TEXTO PARA LEITURA -
- - -

Internacional

Oposição a projeto constitucional no Nepal

Mulheres ativistas se opõem a um novo projeto constitucional que agravaria a desigualdade de gênero. Foto: Post Bahadur Basnet/IPS
Mulheres ativistas se opõem a um novo projeto constitucional que agravaria a desigualdade de gênero. Foto: Post Bahadur Basnet/IPS

Por Post Bahadur Basnet , da IPS –

Katmandu, Nepal, 29/7/2015 – A Assembleia Constituinte (AC) do Nepal pretende adotar no mês que vem uma nova constituição, mas enfrenta a oposição de importantes setores sociais deste país do sul da Ásia, porque o texto redigido não dá protagonismo a dois temas determinantes: identidade e inclusão. Após um ano de paralisação, os principais partidos políticos do Nepal assinaram um acordo de 16 pontos, em junho, que preparou o caminho para que a AC redigisse a nova Constituição.

Foi a primeira vez que se alcançou um acordo sobre sua redação desde o fim da guerra civil (1996-2006) e a mudança de regime da monarquia para república democrática, em 2008. A AC preparou um anteprojeto baseado no acordo de 16 pontos, e está no processo de realizar audiências públicas sobre esse texto. Porém, vários setores questionaram o projeto, preparado pelos partidos que ocupam 90% das cadeiras na AC, porque afirmam que não considera suas demandas de identidade e inclusão.

- - -

ENUNCIADO DA TAREFA -
Transcreva da reportagem sobre o projeto constitucional do Nepal o trecho que começa nas palavras que contêm "Por Post Bahadur Basnet" e termina em "a nova Constituição.".

- - -

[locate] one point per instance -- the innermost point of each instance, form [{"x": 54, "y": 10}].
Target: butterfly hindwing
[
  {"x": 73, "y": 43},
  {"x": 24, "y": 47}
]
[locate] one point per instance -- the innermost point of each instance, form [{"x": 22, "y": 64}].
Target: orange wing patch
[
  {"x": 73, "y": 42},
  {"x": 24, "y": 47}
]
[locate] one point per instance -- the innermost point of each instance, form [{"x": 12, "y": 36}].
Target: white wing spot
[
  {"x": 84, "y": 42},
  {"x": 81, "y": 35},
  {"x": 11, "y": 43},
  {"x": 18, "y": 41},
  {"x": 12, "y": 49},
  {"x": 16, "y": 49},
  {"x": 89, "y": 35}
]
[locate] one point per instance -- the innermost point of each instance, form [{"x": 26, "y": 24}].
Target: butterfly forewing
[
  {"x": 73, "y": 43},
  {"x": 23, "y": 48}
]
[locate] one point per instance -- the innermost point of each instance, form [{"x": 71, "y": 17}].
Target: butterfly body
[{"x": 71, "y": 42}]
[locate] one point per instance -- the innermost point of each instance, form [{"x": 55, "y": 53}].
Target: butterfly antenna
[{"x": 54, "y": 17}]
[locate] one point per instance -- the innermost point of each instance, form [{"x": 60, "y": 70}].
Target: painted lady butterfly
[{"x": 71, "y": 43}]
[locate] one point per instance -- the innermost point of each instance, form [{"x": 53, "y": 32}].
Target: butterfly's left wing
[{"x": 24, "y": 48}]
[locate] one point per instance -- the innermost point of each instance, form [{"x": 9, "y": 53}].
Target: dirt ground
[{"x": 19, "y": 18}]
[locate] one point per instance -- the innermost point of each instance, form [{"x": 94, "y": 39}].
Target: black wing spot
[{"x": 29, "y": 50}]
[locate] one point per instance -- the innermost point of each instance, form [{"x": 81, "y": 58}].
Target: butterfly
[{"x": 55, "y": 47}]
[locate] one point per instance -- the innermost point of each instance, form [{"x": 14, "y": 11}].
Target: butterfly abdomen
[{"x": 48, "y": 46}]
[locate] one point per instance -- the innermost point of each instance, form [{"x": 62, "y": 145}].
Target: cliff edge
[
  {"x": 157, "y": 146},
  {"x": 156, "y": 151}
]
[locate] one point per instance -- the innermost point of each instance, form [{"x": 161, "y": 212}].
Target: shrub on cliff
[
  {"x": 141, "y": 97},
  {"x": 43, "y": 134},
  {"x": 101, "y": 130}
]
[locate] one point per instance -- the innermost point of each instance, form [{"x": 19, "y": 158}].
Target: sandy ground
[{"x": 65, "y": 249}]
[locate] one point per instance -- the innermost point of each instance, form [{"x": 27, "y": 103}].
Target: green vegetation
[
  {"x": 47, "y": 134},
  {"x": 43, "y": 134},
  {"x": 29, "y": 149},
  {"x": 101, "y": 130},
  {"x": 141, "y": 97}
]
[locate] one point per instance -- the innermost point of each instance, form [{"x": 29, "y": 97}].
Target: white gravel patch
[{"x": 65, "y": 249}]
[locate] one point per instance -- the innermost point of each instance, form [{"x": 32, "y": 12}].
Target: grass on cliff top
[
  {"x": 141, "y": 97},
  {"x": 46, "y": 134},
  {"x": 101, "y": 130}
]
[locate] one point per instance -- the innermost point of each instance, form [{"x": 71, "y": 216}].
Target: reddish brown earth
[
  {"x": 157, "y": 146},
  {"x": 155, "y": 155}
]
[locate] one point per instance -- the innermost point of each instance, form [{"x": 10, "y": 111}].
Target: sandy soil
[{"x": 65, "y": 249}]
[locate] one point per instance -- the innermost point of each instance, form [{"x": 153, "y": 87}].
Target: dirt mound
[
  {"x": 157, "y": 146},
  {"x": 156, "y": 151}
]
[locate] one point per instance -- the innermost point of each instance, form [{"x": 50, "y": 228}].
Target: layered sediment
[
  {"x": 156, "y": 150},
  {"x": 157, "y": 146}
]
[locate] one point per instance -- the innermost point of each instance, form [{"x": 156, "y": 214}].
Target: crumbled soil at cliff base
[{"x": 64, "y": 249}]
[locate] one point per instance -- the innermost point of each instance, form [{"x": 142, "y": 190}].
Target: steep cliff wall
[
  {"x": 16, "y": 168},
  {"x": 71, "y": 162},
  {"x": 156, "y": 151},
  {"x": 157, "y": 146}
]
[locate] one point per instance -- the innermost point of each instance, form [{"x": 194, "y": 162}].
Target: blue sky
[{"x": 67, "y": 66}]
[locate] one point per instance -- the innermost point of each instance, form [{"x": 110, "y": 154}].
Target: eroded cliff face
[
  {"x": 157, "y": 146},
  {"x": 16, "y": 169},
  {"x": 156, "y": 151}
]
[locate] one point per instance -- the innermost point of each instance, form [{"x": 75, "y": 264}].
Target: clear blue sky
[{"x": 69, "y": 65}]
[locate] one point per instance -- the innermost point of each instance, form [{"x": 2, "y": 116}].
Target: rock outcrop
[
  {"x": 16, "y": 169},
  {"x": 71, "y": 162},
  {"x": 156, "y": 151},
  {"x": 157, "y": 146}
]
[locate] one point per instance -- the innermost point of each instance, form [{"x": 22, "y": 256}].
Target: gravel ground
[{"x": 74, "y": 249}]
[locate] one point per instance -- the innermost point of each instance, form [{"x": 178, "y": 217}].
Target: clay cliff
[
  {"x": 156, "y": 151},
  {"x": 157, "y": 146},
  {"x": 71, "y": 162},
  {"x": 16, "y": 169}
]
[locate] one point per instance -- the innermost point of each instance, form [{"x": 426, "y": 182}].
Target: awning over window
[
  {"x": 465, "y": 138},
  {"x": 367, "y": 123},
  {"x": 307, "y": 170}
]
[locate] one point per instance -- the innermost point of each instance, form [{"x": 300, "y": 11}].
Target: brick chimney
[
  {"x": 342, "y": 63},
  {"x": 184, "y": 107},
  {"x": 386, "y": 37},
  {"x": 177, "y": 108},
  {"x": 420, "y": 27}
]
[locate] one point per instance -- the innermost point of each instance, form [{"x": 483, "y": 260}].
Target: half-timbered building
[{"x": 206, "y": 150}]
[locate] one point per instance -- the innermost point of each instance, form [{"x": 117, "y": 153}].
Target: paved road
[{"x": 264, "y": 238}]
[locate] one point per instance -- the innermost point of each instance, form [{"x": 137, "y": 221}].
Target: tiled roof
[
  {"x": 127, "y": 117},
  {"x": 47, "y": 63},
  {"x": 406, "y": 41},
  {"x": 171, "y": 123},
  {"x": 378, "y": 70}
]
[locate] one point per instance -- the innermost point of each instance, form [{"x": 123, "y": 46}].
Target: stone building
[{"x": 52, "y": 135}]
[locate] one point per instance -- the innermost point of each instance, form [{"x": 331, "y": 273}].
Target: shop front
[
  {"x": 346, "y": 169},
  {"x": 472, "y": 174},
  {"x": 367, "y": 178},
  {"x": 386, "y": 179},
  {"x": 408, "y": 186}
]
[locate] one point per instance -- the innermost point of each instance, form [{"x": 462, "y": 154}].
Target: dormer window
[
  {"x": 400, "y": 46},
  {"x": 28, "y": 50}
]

- - -

RESPOSTA ESCRITA -
Por Post Bahadur Basnet , da IPS –

Katmandu, Nepal, 29/7/2015 – A Assembleia Constituinte (AC) do Nepal pretende adotar no mês que vem uma nova constituição, mas enfrenta a oposição de importantes setores sociais deste país do sul da Ásia, porque o texto redigido não dá protagonismo a dois temas determinantes: identidade e inclusão. Após um ano de paralisação, os principais partidos políticos do Nepal assinaram um acordo de 16 pontos, em junho, que preparou o caminho para que a AC redigisse a nova Constituição.